# Requirement 1:
Going through the piece on Roma in France from start to end, list every year it writes as a four-digit number, in order of first appearance.
# Requirement 2:
Reproduce the passage of the piece on Roma in France between "The marginalisation of" and "Nazi concentration camps.", inclusive.
# Requirement 3:
According to the piece on Roma in France, what did the 1912 law use to track the movements of itinerants?

─── Document excerpt ───

A historical depiction of Romani life in Europe by Antoni Kozakiewicz, 1884. Wikimedia. PD.On 7 May 2017, French people elected their new president after a challenging race between the independent pro-capitalist candidate Emmanuel Macron and the far-right candidate and member of the European Parliament Marine Le Pen. As French citizens, Roma nationals may participate in the elections and elect the future president of the Republic according to their preferences and political orientation.
If French citizens enjoy such rights fully, for Roma nationals political rights might be an issue for many reasons. Being part of a specific administrative category called “Travellers” (Gens de voyage), targeted by specific legislation and living in segregated areas, Roma nationals have been isolated for years from the rest of the society; this has had a direct impact on their rights and participation in the political life in France.
What are these communities and what is their place in the French society?
The term “Roma” poses a question to the French legislation, as France does not recognise any ethnic or religious minorities. Art.8 of the Data, Files and Freedom act prohibits the collection and treatment of personal data that shows in any direct or indirect way the ethnic or “racial origin, political, religious or philosophic opinion [...]”.
The lack of disaggregated data means we can’t know the exact number of Roma in France, let alone provide any studies about this population, especially when it comes to access to political rights and participation. However, an estimation of the Romani population living in France might be found by analysing the historical background of this ethnic group, as well as the national legislation targeting these communities.
Royal acts and decrees dating from the sixteenth century provide information about a population called “Bohemians” coming to France at the end of fifteenth century. Since their arrival in France these Roma groups were subject to discriminatory treatment, having consequences on their social, political and economic development.
The marginalisation of these communities significantly increased under the ruling of Louis IV, when male individuals were forced to work in galleries and their children were placed in institutions. It was then that many of the “Bohemians” started to move within the country to escape mistreatment and adopted a nomadic lifestyle.
In 1895 the government produced a census designating 25,000 people as “nomads” travelling in groups in caravans which indirectly refers to Roma communities. This census led to the adoption of a law in 1912 aiming to identify itinerants and track their movements through an anthropometric record card, which facilitated the ethnic profiling of Roma and Gypsies under the category of “nomads” used later by the authorities to intern them in camps as well as to deport some of them to Nazi concentration camps.
Moreover, the circular n° 75 adopted on 27 April 1940 clearly labeled these “nomads” as a “major threat” to National Defence and subjected them to “close police surveillance” by forcing them to live in places indicated by the authorities. Article III of the circular advised authorities to avert gathering the “nomads” in one place in order to prevent the “grouping of bands”. This circular clearly shows that Roma nationals were perceived as a danger to national security and designated as potential enemies of the state in time of war.
After WWII Roma continued to experience institutional racism, which has had a negative impact on their political participation and rights in France. Roma, so-called “nomads”, were kept in internment camps until 1946 where living conditions were not very different to those in concentration camps.
This part of the Roma history in France is still largely unknown by society due to the lack of measures for building collective memory, and an indifference towards the suffering of the Roma community. Bad treatment and institutions’ negligence led to mistrust on the side of these communities towards the French authorities. Only seventy years after the closure of the largest internment camp France was able to recognise the responsibility of the Republic in the interment of the “nomads”, without mentioning Roma holocaust.

─── Given data ───

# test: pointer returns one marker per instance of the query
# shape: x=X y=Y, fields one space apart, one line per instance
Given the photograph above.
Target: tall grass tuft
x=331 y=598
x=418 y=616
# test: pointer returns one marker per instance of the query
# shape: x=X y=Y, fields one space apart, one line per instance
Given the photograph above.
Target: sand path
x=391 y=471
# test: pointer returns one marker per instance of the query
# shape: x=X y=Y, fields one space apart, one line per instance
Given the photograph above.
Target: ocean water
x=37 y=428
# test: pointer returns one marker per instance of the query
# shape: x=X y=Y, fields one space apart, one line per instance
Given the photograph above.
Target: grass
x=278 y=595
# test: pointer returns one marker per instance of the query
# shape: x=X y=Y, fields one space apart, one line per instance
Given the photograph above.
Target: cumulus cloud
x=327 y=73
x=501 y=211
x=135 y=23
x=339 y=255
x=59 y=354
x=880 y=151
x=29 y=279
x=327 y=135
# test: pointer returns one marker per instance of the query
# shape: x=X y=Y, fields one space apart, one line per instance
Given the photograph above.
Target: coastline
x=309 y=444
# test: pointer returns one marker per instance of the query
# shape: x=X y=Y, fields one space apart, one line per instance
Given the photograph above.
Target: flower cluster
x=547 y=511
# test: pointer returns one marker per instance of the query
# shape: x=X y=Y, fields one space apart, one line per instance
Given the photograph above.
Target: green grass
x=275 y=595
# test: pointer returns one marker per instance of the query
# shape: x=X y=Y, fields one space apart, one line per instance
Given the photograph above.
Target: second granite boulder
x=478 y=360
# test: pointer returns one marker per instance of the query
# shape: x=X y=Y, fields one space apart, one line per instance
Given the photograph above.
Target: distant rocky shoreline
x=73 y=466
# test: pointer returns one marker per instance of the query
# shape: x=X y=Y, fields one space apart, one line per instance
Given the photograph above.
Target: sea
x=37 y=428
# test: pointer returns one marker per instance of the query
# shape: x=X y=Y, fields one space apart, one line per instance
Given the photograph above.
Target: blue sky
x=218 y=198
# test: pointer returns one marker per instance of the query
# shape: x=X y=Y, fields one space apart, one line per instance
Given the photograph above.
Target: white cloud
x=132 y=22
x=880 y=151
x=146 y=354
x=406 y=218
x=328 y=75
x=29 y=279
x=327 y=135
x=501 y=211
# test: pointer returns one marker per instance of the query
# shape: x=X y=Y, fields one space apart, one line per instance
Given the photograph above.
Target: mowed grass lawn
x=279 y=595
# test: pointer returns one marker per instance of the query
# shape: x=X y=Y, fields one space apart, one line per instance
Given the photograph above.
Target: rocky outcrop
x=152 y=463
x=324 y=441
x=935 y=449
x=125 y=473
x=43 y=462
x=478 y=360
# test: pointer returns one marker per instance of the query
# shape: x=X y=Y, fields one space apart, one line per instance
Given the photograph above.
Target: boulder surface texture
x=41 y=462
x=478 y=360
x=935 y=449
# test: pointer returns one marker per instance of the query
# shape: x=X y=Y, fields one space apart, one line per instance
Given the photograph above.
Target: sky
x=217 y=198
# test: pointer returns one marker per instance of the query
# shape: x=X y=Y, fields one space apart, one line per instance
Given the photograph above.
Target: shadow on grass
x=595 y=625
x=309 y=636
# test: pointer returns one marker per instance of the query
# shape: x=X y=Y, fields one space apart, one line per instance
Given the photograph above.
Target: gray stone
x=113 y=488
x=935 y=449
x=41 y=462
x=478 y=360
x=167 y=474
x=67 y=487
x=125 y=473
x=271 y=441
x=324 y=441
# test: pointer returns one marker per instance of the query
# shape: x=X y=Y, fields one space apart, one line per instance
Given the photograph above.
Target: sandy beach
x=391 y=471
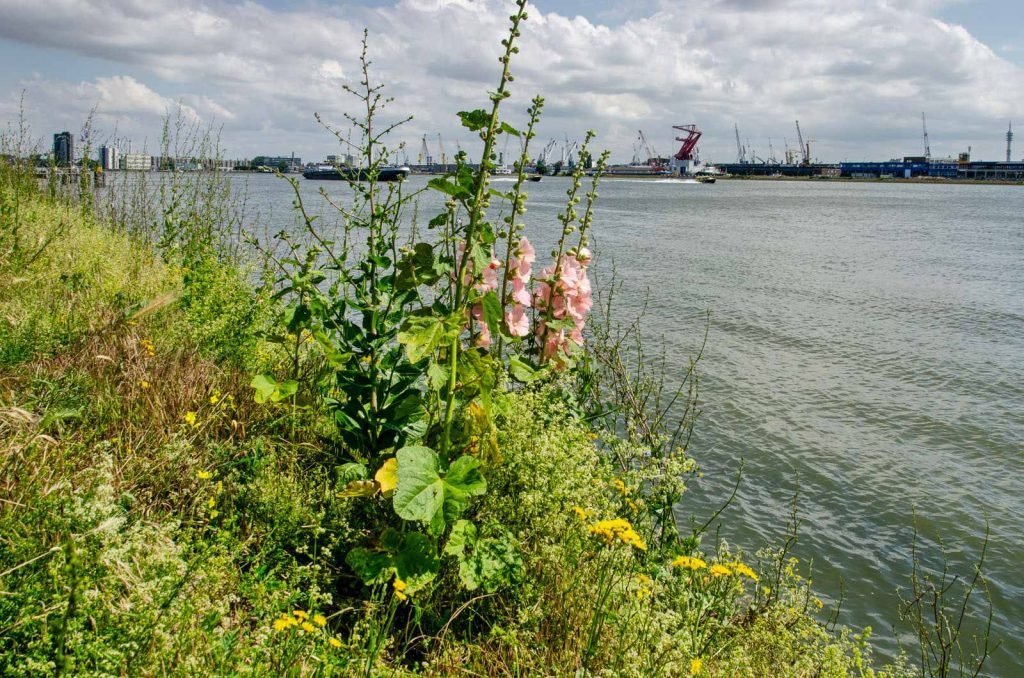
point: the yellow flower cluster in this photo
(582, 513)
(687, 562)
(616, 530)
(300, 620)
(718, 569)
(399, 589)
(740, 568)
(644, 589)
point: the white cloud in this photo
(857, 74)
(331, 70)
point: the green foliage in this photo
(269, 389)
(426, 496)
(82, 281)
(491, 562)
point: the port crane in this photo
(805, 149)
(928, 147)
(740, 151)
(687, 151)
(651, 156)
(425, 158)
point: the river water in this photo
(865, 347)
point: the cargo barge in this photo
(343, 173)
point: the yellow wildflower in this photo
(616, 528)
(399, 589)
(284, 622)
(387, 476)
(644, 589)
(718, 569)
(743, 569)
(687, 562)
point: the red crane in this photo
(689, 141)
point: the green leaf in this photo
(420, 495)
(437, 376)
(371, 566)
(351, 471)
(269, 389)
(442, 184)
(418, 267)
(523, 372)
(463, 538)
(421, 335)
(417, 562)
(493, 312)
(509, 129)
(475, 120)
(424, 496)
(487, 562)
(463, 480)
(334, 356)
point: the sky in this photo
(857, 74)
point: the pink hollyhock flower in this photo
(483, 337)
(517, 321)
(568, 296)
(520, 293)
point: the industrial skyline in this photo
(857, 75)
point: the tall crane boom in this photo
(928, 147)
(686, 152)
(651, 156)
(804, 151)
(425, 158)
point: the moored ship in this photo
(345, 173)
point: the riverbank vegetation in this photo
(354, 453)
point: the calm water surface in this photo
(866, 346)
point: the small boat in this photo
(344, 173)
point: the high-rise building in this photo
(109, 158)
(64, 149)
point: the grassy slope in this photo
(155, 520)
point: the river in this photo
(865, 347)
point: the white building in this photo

───

# Task answer 1:
1884, 2017, 1895, 1912, 1940, 1946

# Task answer 2:
The marginalisation of these communities significantly increased under the ruling of Louis IV, when male individuals were forced to work in galleries and their children were placed in institutions. It was then that many of the “Bohemians” started to move within the country to escape mistreatment and adopted a nomadic lifestyle.
In 1895 the government produced a census designating 25,000 people as “nomads” travelling in groups in caravans which indirectly refers to Roma communities. This census led to the adoption of a law in 1912 aiming to identify itinerants and track their movements through an anthropometric record card, which facilitated the ethnic profiling of Roma and Gypsies under the category of “nomads” used later by the authorities to intern them in camps as well as to deport some of them to Nazi concentration camps.

# Task answer 3:
An anthropometric record card.